> **SELECTED EXCERPT**:
This is currently the most comprehensive database of Omega 3 fatty acids available. Please note that there are several different Omega 3 fatty acids. We provide the individual data for the 5 most common (DHA, EPA, DPA, ALA and ETE) plus the total of these individual Omega 3 contents for each food in our database. User can sort foods by a specific Omega 3 fatty acid or by their total by clicking on the appropriate column header.

Omega 3 Fatty Acids

Omega-3 fatty acids (also called ω−3 fatty acids or n−3 fatty acids) are fats commonly found in marine and plant oils. They are polyunsaturated fatty acids with a double bond (C=C) starting after the third carbon atom from the end of the carbon chain.

They are considered essential fatty acids, meaning that they cannot be synthesized by the human body but are vital for normal metabolism. Though mammals cannot synthesize omega−3 fatty acids, they have a limited ability to form the long-chain omega−3 fatty acids including eicosapentaenoic acid (EPA), docosahexaenoic acid (DHA) and α-linolenic acid (ALA).

Common sources of omega–3 fatty acids include fish oils, algal oil, squid oils, and some plant oils such as Sacha Inchi oil, echium oil, flaxseed oil and hemp oil.

Although omega-3 fatty acids have been known as essential to normal growth and health since the 1930s, awareness of their health benefits has dramatically increased since the 1990s.

The health benefits of the long-chain omega-3 fatty acids — primarily EPA and DHA are the best known. These benefits were discovered in the 1970s by researchers studying the Greenland Inuit Tribe. The Greenland Inuit people consumed large amounts of fat from fish, but displayed virtually no cardiovascular disease. The high level of omega-3 fatty acids consumed by the Inuit reduced triglycerides, heart rate, blood pressure, and atherosclerosis.

On September 8, 2004, the U.S. Food and Drug Administration gave "qualified health claim" status to EPA and DHA omega−3 fatty acids, stating, "supportive but not conclusive research shows that consumption of EPA and DHA [omega−3] fatty acids may reduce the risk of coronary heart disease."

The Canadian Government has recognized the importance of DHA omega-3 and permits the following biological role claim for DHA: "DHA, an omega-3 fatty acid, supports the normal development of the brain, eyes and nerves."

> **SOURCE DATA**:
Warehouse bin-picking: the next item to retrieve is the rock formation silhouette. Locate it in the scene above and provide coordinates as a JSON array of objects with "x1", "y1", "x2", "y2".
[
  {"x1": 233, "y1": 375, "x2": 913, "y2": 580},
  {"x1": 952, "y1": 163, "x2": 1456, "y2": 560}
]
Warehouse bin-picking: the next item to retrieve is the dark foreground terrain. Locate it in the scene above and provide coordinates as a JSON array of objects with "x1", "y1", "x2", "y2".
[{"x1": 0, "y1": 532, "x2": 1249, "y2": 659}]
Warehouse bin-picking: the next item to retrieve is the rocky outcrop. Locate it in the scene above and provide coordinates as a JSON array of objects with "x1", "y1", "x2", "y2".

> **EXERCISE DETAILS**:
In the omega-3 text, which five omega-3 fatty acids does the database give individual data for? The material above has nothing to do with the omega-3 text and stands apart from it.

> **SOLUTION**:
DHA, EPA, DPA, ALA and ETE.